• **Texto da página**:
══════

Esta é a razão pela qual o procurador Júlio Marcelo de Oliveira, do Ministério Público no Tribunal de Contas da União (TCU), escreveu, no último dia 7:
“O circo para anular os processos da Lava Jato está sendo montado e os palhaços somos nós, cidadãos brasileiros. Não há nada nas conversas de Moro e Deltan que revele qualquer parcialidade de Moro nos processos. As provas estão lá, o TRF confirmou a condenação. Querem virar a mesa.”
Para ser mais específico, as intervenções de Moro, nas conversas reveladas, são no sentido de impedir que Dallagnol, personalidade algo delirante, faça algo que leve à anulação dos processos.
De maneira geral, são conversas inadequadas, inconvenientes, sobretudo pela possível – como se viu – interpretação delas; mas são menos inadequadas e inconvenientes do que a maioria das declarações públicas do sr. Gilmar Mendes, que, como diz a Associação Nacional dos Procuradores da República (ANPR), se comporta “como se estivesse acima da legislação”, em especial da Constituição e da Lei Orgânica da Magistratura Nacional (Loman):
“Como se estivesse acima da legislação, Gilmar Mendes, mais uma vez, manifesta opinião sobre processo pendente de julgamento, o que é expressamente vedado pela Loman. Ironicamente, o mesmo ministro acusa membros do Ministério Público Federal (MPF) de agirem à margem da lei, sob a denominação de ‘esquadrão da morte’. (…) Como integrante da mais alta Corte do país, o Ministro Gilmar Mendes deveria se portar em respeito às normas, à Constituição e visando preservar a imagem do Supremo Tribunal Federal, buscando o fortalecimento e não o enfraquecimento das instituições, essas sim, essenciais ao país”.
Mas é natural que pessoas de boa fé, mais ainda quando simpatizam com Lula, reivindiquem um “julgamento justo” para este, como se já fosse provado que o anterior foi injusto ou parcial.
Embora, é significativo que ninguém – nem o próprio Lula – proponha a anulação pura e simples dos processos (Lula está condenado em dois: o do triplex, em três instâncias, e o do sítio de Atibaia, em duas instâncias), sem necessidade de outros julgamentos.
Todos sentem, portanto, que existe algo a ser julgado.
Se é assim em relação a Lula, pior ainda em relação a outros condenados.
O STF terá que se manifestar sobre o julgamento de Lula nas próximas semanas. O difícil, se houver outro julgamento, será evitar as provas que serviram de base à sua condenação em mais de uma instância da Justiça.

══════

• **Requisitos**:
**A)** Imprima o trecho do texto sobre a Lava Jato começando por "Embora, é significativo" e seguindo até "instância da Justiça.".
**B)** Indique se cada afirmação abaixo está de acordo com o texto sobre a Lava Jato, respondendo sim ou não e citando as palavras do texto que decidem a questão: (i) Lula está condenado em dois processos; (ii) o próprio Lula propõe a anulação pura e simples dos processos; (iii) a condenação no processo do sítio de Atibaia ocorreu em três instâncias.

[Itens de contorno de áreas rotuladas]
══════

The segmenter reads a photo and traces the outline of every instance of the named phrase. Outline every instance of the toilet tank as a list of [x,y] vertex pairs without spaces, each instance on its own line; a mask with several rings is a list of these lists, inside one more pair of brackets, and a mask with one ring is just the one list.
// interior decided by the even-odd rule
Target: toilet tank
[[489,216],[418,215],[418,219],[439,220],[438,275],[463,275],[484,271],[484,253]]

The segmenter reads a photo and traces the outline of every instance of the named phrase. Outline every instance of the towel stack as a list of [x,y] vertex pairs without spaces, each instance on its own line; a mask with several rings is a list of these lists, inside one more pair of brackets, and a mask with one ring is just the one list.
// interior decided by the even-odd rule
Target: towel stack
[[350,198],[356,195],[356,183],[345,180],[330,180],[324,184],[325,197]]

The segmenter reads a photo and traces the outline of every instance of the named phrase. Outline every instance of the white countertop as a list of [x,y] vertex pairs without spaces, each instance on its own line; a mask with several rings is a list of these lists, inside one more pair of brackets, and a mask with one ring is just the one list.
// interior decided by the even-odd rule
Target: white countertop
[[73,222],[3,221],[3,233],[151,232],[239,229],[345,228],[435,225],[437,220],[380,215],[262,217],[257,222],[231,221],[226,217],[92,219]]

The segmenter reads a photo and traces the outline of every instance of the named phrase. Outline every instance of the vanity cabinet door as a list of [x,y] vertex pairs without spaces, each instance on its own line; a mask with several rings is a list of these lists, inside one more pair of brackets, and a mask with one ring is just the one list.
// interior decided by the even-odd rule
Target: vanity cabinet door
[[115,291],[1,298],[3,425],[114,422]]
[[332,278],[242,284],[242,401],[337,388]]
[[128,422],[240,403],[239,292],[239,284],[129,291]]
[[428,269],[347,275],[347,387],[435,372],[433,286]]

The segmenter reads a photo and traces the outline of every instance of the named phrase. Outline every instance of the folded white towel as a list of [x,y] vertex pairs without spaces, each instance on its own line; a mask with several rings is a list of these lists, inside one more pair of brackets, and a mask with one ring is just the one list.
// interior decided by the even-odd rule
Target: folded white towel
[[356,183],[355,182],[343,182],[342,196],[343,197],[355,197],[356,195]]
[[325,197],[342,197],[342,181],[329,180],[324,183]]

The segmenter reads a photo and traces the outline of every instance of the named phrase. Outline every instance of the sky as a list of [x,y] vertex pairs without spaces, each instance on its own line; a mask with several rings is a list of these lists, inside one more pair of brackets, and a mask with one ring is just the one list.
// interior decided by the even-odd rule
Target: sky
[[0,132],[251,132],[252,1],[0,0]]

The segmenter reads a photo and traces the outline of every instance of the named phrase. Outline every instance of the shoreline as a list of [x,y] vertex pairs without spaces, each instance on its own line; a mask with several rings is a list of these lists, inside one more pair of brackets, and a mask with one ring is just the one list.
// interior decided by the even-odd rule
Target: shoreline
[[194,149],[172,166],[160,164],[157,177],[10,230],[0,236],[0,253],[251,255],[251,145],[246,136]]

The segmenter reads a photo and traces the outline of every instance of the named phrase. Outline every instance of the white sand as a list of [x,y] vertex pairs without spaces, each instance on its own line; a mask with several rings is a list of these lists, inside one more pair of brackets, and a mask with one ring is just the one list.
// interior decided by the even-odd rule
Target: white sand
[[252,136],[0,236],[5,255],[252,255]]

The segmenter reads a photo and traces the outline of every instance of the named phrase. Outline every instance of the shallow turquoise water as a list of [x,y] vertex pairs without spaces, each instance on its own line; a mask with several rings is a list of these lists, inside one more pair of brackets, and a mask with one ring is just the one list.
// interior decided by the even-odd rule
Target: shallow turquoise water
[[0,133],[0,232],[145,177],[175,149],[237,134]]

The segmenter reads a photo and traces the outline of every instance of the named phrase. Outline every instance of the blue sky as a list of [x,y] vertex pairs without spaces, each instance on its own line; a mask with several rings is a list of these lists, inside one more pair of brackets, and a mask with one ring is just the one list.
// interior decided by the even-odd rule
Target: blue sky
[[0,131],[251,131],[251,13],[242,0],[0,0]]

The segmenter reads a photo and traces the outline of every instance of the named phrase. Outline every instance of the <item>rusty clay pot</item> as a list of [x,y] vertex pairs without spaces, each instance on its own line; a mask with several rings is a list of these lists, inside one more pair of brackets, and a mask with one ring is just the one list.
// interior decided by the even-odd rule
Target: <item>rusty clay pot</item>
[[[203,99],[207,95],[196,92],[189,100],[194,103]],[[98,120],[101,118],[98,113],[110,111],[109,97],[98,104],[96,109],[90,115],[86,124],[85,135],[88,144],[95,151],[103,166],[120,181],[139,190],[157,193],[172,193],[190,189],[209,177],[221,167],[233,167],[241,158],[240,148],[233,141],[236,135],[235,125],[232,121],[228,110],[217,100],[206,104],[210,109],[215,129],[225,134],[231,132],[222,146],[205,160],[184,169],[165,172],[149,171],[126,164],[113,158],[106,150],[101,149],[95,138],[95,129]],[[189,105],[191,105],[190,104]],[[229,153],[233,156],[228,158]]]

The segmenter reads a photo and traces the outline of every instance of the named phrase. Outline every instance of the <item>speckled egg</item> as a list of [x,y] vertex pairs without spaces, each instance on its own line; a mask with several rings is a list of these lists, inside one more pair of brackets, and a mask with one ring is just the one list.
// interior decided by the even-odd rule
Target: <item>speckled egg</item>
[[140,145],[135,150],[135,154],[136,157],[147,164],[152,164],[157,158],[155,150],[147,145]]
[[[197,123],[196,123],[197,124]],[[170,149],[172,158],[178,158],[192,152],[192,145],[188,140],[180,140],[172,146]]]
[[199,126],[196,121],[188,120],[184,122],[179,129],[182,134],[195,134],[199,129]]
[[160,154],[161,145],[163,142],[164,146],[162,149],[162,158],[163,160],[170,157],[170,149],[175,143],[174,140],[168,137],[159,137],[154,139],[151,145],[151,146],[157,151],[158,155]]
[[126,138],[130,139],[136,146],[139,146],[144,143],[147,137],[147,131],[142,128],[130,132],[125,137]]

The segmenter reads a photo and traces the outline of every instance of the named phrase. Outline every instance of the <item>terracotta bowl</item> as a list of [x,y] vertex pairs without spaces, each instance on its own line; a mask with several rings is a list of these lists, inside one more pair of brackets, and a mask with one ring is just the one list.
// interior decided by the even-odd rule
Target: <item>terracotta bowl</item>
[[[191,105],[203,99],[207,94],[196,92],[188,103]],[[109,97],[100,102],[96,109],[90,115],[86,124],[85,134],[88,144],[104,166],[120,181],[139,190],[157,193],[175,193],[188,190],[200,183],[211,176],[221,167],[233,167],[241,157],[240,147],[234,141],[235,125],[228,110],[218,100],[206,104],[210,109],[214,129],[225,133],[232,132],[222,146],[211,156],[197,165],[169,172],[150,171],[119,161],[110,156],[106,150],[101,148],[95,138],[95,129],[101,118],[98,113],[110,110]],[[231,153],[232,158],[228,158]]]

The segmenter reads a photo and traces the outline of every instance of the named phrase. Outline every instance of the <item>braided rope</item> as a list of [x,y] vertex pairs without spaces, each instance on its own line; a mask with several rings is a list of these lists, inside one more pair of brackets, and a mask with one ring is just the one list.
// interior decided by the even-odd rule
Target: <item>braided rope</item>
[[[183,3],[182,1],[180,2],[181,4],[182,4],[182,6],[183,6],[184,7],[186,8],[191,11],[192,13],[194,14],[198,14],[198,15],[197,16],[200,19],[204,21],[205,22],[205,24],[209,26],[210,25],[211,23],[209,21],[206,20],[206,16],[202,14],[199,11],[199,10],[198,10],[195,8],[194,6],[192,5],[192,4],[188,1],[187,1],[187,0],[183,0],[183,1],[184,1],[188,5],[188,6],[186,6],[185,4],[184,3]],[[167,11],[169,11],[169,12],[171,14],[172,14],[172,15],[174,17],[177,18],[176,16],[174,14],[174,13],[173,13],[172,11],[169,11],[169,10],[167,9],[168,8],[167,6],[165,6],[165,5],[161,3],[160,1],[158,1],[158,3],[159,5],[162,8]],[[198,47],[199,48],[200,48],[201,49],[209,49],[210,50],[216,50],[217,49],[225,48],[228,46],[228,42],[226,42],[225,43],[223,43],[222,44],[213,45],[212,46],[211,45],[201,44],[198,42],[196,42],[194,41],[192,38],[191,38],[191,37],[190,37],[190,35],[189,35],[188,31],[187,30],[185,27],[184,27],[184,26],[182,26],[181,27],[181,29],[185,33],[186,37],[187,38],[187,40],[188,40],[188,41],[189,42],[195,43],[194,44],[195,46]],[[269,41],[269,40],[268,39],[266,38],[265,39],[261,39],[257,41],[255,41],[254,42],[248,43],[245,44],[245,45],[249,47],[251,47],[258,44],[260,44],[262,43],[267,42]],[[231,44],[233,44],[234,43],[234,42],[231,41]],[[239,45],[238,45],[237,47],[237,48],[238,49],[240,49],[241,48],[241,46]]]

══════

• **Soluções**:
**A)**
Embora, é significativo que ninguém – nem o próprio Lula – proponha a anulação pura e simples dos processos (Lula está condenado em dois: o do triplex, em três instâncias, e o do sítio de Atibaia, em duas instâncias), sem necessidade de outros julgamentos.
Todos sentem, portanto, que existe algo a ser julgado.
Se é assim em relação a Lula, pior ainda em relação a outros condenados.
O STF terá que se manifestar sobre o julgamento de Lula nas próximas semanas. O difícil, se houver outro julgamento, será evitar as provas que serviram de base à sua condenação em mais de uma instância da Justiça.

**B)**
(i) Sim: "Lula está condenado em dois".
(ii) Não: "ninguém – nem o próprio Lula – proponha a anulação pura e simples dos processos".
(iii) Não: "o do sítio de Atibaia, em duas instâncias".